• [Texte de page]
----

Mort de Kaija Saariaho, compositrice incontournable : Only the Sound remains
La famille de Kaija Saariaho a annoncé la terrible nouvelle, expliquant que la compositrice avait été diagnostiquée en février 2021 d'un incurable cancer du cerveau. Ses proches relatent également combien sa "forte détermination caractéristique" a nourri son combat quotidien, et que ses facultés cognitives n'ont été affectées qu'en phase terminale.
Un an avant ce diagnostic donc, elle présentait ce qui restera comme son dernier opéra, Innocence, créé seulement l'année suivante pour cause de report-Covid et élevé d'emblée pour ses poignantes qualités au rang de chef-d'œuvre, un de plus. Nous relations alors les propos de la compositrice, indiquant qu'il s'agirait sans doute de son dernier opéra, il était alors inconcevable que ce serait effectivement le cas pour cette terrible raison. L'artiste expliquait en effet, et nous relations ainsi dans notre article : combien son processus de composition l’amenant à s’identifier à chaque personnage a rendu ce travail éprouvant : ne s’estimant pas capable d’assumer une composition plus complexe que celle-ci, elle n’entend pas se lancer dans l’écriture d’un nouvel opéra par la suite et affirme préférer se consacrer à d’autres formes musicales.
Avant Innocence sur un livret de sa compatriote Sofi Oksanen, c'est dans le théâtre nô que plongea sa plume lyrique pour l'opéra si bien nommé Only the Sound remains : "Seul reste le Son". Car, si ce triste jour est empli de recueillement et de silence, il l'est aussi déjà du souvenir et de la musique de Kaija Saariaho, musique qui s'apprête à résonner encore et toujours (de nombreux concerts hommages auront évidemment lieu à travers le monde, certains sont d'ores et déjà annoncés, tout comme les hommages et condoléances du monde culturel et au-delà se multiplient).

----

• [Consigne de travail 1]
Répondez aux questions suivantes à partir du texte sur Kaija Saariaho :
(a) En quel mois et en quelle année le cancer de la compositrice a-t-il été diagnostiqué ?
(b) Qui a écrit le livret de l'opéra Innocence ?
(c) Dans quelle forme théâtrale plonge l'opéra Only the Sound remains ?
• [Consigne de travail 2] Prolongez le texte sur Kaija Saariaho à partir de sa dernière phrase.

[Entrées de données enregistrées]
----

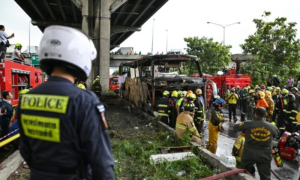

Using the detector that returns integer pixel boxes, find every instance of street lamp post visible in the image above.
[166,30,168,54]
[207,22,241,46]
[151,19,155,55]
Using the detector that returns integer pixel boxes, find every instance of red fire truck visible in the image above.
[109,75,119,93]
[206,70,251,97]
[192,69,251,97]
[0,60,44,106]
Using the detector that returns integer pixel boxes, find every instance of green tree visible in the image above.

----

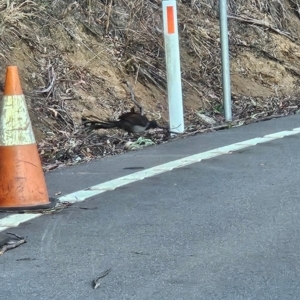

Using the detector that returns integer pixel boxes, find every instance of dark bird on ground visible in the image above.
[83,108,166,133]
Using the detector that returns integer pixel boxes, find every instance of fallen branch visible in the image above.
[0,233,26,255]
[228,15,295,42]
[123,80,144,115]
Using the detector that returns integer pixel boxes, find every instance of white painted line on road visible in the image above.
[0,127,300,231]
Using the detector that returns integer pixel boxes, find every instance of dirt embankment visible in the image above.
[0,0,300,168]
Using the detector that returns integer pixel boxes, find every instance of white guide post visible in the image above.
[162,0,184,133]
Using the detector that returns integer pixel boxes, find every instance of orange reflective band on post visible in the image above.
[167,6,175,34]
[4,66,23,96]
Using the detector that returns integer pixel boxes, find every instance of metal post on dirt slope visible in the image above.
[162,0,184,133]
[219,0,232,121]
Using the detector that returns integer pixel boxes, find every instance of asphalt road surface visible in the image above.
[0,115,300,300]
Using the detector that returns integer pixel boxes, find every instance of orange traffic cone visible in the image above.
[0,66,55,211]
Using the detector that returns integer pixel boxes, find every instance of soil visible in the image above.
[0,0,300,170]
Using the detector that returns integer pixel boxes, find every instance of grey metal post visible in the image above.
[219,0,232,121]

----

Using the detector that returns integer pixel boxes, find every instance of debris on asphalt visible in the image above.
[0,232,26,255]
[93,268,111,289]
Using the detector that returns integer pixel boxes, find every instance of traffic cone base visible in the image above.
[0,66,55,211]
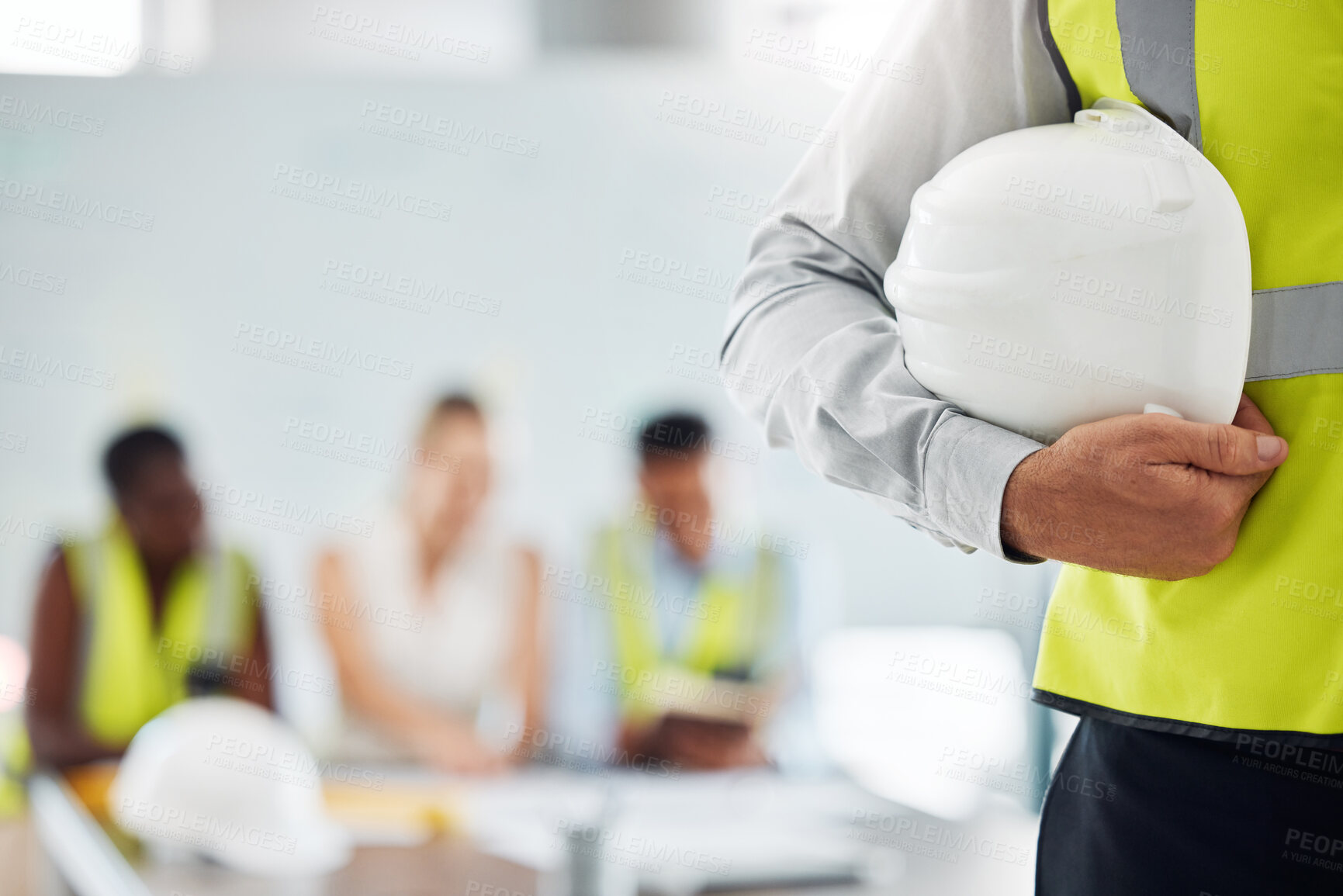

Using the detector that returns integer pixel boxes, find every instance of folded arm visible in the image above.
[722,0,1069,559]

----

• [Réponse rédigée 1]
(a) En février 2021.
(b) Sofi Oksanen, compatriote de la compositrice.
(c) Dans le théâtre nô.

• [Réponse rédigée 2]
L'Opéra sera certes venu de loin pour Kaija Saariaho, comme la musique en général était éloignée de son milieu familial. Mais s'ils sont venus de loin, ils ont germé tôt : elle découvre la musique au primaire, se rend jeune aux concerts et chez le disquaire. Elle poursuit son parcours d'apprentissage, dans son pays, puis dans le temple de la musique contemporaine qu'est Darmstadt (où elle travaille notamment sa signature musicale "spectrale" : composition qui permet de déployer les harmoniques du son par les moyens de l'orchestre) avant de s'installer à Paris. Son esthétique et son catalogue se déploient alors à travers le monde et les effectifs, en pièces solistes, chambristes, orchestrales. Mais elle est toujours traversée par la vocalité, y compris des instruments. Cette vocalité entre notamment en scène, venant donc de loin, avec son premier opéra, en 2000 à Salzbourg (puis dans bien d'autres lieux et encore régulièrement), un premier opéra intitulé : L'Amour de loin. Cette collaboration avec l'écrivain franco-libanais Amin Maalouf et le metteur en scène Peter Sellars devient compagnonnage artistique à trois, proposant une autre œuvre restée régulièrement au répertoire : Adriana Mater créé à Bastille en 2006, mais également l'oratorio La Passion de Simone la même année à Vienne, avant Émilie à Lyon en 2010 dans une mise en scène de François Girard.
Lorsque nous avions interviewé Kaija Saariaho, à l'occasion de l'édition 2017 du Festival Présences qui lui était consacré, elle avait avant tout remercié la maison musicale de présenter un panel de ses œuvres et d'en créer. Et surtout, elle avait immédiatement tenu à saluer les musiciens qui interprétaient son catalogue, avec un regard tourné vers l'avenir : "C’est très important pour moi de trouver de nouveaux interprètes mais aussi de remercier ceux qui ont beaucoup travaillé avec moi, ces artistes pour qui j’ai écrit la musique. Les musiciens sont de toutes les générations".
Si le monde de l'opéra et de la musique de toutes les générations a ce soir le souffle coupé et reste sans voix, une chose est sûre, Kaija Saariaho est de celles qui nous l'ont montrée, la voie.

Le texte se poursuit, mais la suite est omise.